## Extracted material
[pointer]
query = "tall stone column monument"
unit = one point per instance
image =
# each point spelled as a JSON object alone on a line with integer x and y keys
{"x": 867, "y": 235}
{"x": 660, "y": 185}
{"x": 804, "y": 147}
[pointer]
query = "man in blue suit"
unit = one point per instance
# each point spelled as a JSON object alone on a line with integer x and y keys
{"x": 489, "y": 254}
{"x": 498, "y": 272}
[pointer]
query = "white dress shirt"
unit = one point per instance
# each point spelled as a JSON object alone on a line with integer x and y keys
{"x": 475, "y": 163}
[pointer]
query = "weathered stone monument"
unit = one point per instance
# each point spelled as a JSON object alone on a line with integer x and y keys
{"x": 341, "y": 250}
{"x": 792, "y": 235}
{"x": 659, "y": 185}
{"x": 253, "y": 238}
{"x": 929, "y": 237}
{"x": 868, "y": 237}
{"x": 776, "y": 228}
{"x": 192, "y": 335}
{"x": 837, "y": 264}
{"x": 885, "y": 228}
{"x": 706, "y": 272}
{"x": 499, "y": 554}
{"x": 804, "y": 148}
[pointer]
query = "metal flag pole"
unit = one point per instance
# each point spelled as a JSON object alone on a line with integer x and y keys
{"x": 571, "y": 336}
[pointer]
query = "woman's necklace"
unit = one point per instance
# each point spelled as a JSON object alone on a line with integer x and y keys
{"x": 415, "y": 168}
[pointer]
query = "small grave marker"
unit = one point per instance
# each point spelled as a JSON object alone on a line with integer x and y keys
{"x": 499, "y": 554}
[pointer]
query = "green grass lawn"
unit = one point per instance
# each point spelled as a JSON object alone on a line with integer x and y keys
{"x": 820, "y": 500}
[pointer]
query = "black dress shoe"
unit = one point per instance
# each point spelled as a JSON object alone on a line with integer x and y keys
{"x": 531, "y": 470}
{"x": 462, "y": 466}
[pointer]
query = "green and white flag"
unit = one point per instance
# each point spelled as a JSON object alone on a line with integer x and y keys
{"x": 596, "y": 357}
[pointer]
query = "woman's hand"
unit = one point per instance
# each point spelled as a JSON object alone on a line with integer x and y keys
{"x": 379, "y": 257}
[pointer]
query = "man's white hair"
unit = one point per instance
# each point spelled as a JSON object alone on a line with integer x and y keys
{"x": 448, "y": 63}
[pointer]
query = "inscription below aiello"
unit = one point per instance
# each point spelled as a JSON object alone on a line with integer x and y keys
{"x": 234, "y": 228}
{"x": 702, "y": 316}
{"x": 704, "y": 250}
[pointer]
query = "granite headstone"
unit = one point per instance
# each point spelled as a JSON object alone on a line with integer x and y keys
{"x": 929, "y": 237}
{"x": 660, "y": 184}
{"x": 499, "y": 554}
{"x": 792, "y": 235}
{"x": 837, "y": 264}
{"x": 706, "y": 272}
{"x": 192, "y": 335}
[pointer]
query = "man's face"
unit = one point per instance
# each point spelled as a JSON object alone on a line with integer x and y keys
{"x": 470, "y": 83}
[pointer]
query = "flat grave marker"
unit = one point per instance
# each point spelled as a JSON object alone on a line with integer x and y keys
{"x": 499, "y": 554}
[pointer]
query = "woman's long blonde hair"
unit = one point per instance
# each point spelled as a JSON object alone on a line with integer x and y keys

## Instructions to follow
Extract, word for word, each line of the listing above.

## Response
[pointer]
query = "tall stone column monument"
unit = one point per instance
image =
# each point spelled as a JSON object alone on a line with integer x and y keys
{"x": 867, "y": 235}
{"x": 660, "y": 185}
{"x": 804, "y": 147}
[pointer]
query = "man in blue suit"
unit = one point per instance
# each point spelled as a JSON object alone on a line with integer x and y keys
{"x": 489, "y": 254}
{"x": 498, "y": 272}
[pointer]
query = "white dress shirt"
unit = one point per instance
# each point spelled as a JSON object alone on a line with integer x and y keys
{"x": 475, "y": 163}
[pointer]
query = "weathered stone monument"
unit = one point per instance
# each point spelled as a JSON object alone on a line with integer x and y keys
{"x": 341, "y": 250}
{"x": 792, "y": 235}
{"x": 659, "y": 185}
{"x": 253, "y": 238}
{"x": 929, "y": 237}
{"x": 868, "y": 237}
{"x": 776, "y": 228}
{"x": 192, "y": 335}
{"x": 837, "y": 264}
{"x": 885, "y": 228}
{"x": 706, "y": 272}
{"x": 499, "y": 554}
{"x": 804, "y": 148}
[pointer]
query = "metal flag pole"
unit = one point per instance
# each point spelled as a JSON object alone on a line with integer x and y keys
{"x": 571, "y": 336}
[pointer]
query = "woman's necklace"
unit = one point per instance
# each point spelled as a JSON object alone on a line with integer x and y keys
{"x": 415, "y": 168}
[pointer]
query = "small grave marker"
unit = one point per instance
# each point spelled as a JSON object alone on a line with integer x and y keys
{"x": 499, "y": 554}
[pointer]
query = "green grass lawn"
unit = one point per instance
# each point spelled as a JSON object alone on a line with integer x and y keys
{"x": 820, "y": 500}
[pointer]
query = "black dress shoe"
unit = one point per instance
# each point spelled as a JSON object alone on a line with integer x and y keys
{"x": 531, "y": 470}
{"x": 462, "y": 466}
[pointer]
query = "green and white flag"
unit = one point per instance
# each point spelled as a JSON object alone on a line with integer x and y keys
{"x": 596, "y": 357}
[pointer]
query = "woman's hand"
unit = one point per instance
# each point spelled as a JSON object alone on a line with integer x and y keys
{"x": 379, "y": 257}
[pointer]
query = "man's white hair"
unit = one point per instance
# each point spelled as a JSON object alone on a line with integer x and y keys
{"x": 448, "y": 63}
[pointer]
query = "inscription below aiello"
unit = one point per instance
# each point spelled as a JSON object alone on a line with integer x and y keys
{"x": 234, "y": 228}
{"x": 702, "y": 316}
{"x": 704, "y": 250}
[pointer]
query = "granite headstone"
unit = one point per instance
# each point spelled as a JSON object alone on a line with integer x and y keys
{"x": 929, "y": 237}
{"x": 660, "y": 184}
{"x": 499, "y": 554}
{"x": 792, "y": 235}
{"x": 837, "y": 264}
{"x": 706, "y": 272}
{"x": 192, "y": 335}
[pointer]
query = "man's face"
unit = one point per instance
# each point spelled as a JSON object alone on a line with integer x and y keys
{"x": 470, "y": 83}
[pointer]
query = "flat grave marker"
unit = one point per instance
# each point spelled as a JSON object alone on a line with integer x and y keys
{"x": 499, "y": 554}
[pointer]
query = "woman's long blonde hair"
unit = one point per instance
# each point spelled as a JSON object alone on a line with integer x and y keys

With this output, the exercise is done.